_Records supplied_:

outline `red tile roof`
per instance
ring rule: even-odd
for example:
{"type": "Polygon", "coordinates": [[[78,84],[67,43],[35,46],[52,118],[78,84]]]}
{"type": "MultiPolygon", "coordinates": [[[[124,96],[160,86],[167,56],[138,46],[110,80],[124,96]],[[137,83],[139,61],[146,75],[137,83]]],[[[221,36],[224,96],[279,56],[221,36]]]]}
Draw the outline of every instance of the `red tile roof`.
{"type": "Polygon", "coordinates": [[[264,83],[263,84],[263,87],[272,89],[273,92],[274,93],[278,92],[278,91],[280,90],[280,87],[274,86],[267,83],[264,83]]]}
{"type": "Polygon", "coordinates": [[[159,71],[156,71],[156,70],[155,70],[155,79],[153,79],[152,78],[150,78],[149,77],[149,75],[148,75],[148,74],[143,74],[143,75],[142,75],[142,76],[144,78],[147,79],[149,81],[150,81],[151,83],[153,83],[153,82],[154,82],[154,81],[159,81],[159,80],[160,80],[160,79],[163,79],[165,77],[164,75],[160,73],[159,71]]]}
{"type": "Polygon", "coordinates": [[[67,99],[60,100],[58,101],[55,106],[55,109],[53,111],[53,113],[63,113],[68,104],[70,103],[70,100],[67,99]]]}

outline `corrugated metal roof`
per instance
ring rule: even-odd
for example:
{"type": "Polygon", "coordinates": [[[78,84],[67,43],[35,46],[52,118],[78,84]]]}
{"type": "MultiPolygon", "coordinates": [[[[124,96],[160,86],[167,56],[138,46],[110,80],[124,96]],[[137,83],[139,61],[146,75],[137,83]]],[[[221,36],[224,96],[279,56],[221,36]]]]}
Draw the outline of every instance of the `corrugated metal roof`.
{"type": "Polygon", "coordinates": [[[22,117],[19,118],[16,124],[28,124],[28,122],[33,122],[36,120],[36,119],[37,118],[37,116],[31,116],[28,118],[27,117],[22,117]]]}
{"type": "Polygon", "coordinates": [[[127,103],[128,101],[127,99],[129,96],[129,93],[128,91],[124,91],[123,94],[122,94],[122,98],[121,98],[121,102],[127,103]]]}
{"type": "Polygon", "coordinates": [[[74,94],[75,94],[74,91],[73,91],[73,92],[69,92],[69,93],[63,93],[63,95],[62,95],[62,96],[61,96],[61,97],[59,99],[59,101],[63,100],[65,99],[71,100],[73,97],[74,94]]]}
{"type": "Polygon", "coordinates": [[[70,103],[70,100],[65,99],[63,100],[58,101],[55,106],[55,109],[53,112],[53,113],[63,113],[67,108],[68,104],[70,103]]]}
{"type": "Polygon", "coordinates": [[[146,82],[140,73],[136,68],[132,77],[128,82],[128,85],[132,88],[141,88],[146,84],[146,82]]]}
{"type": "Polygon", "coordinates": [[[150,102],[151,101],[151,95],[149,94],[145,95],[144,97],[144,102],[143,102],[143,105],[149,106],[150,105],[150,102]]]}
* * *
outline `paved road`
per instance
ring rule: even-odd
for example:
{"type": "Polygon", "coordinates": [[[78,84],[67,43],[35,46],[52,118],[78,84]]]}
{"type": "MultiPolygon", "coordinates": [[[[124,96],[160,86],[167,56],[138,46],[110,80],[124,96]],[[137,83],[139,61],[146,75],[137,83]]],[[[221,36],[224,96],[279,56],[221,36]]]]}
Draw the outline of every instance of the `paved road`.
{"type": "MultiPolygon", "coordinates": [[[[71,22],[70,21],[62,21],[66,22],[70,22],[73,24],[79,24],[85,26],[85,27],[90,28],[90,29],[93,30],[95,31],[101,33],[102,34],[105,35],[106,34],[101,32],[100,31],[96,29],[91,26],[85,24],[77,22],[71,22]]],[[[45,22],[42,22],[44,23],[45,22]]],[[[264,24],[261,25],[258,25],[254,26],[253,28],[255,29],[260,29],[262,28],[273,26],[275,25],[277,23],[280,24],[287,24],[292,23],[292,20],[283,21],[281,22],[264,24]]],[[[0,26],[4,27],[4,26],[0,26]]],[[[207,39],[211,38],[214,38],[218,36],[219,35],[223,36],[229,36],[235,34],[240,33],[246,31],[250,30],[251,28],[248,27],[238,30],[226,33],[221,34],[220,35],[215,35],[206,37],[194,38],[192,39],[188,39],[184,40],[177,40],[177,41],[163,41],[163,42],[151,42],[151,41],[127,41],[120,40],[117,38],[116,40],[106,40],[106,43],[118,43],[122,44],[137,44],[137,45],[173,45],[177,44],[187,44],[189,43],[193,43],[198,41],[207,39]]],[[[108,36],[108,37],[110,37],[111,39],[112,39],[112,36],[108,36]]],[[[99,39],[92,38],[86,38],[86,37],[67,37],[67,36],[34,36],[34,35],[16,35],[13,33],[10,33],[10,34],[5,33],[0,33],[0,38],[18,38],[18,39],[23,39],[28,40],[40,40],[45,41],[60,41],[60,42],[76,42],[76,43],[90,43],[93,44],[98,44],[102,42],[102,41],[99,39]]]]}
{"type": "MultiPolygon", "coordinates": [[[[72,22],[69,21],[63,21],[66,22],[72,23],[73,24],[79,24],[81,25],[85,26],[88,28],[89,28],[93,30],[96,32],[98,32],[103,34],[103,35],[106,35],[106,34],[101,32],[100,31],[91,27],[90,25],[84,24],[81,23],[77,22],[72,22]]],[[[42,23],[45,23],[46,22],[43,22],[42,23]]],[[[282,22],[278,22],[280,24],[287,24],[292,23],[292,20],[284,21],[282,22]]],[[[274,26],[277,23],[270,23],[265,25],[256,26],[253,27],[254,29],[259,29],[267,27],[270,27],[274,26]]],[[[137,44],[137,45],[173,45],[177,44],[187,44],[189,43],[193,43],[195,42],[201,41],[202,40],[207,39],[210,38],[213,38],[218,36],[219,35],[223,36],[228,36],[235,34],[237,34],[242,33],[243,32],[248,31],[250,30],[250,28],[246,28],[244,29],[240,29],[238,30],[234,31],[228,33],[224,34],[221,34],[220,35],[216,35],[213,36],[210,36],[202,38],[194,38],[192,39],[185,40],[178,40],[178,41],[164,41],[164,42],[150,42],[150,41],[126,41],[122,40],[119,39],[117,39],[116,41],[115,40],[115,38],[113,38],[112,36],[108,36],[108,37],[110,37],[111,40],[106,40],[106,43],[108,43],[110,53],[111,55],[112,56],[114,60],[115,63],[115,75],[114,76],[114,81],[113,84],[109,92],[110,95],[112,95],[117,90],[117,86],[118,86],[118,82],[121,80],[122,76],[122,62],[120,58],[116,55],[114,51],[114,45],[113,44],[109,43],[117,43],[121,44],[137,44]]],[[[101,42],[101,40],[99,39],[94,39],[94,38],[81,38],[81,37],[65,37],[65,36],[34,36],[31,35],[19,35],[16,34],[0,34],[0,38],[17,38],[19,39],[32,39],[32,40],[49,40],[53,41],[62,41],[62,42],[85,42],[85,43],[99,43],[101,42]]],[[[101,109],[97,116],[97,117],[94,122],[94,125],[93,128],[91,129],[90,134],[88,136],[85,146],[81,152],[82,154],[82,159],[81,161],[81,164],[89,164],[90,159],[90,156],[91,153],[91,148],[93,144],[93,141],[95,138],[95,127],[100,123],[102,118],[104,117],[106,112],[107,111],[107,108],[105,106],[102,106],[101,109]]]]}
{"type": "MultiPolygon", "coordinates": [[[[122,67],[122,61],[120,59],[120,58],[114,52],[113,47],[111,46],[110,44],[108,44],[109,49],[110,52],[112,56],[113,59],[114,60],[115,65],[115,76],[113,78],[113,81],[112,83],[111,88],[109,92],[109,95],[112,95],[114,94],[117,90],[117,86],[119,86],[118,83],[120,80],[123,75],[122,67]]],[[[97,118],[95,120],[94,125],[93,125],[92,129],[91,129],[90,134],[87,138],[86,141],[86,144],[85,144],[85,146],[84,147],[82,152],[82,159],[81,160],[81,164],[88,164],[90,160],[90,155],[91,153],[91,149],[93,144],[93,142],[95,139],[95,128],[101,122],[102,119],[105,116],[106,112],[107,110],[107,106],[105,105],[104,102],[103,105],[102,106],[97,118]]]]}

_Exercise description_:
Pick out and copy all lines in the rows above that contain the string "every", treating uppercase and lowercase letters as different.

_Output_:
Draw the outline of every instance of the `red tile roof`.
Draw the outline of every instance of the `corrugated metal roof`.
Draw the outline of every instance of the `paved road`.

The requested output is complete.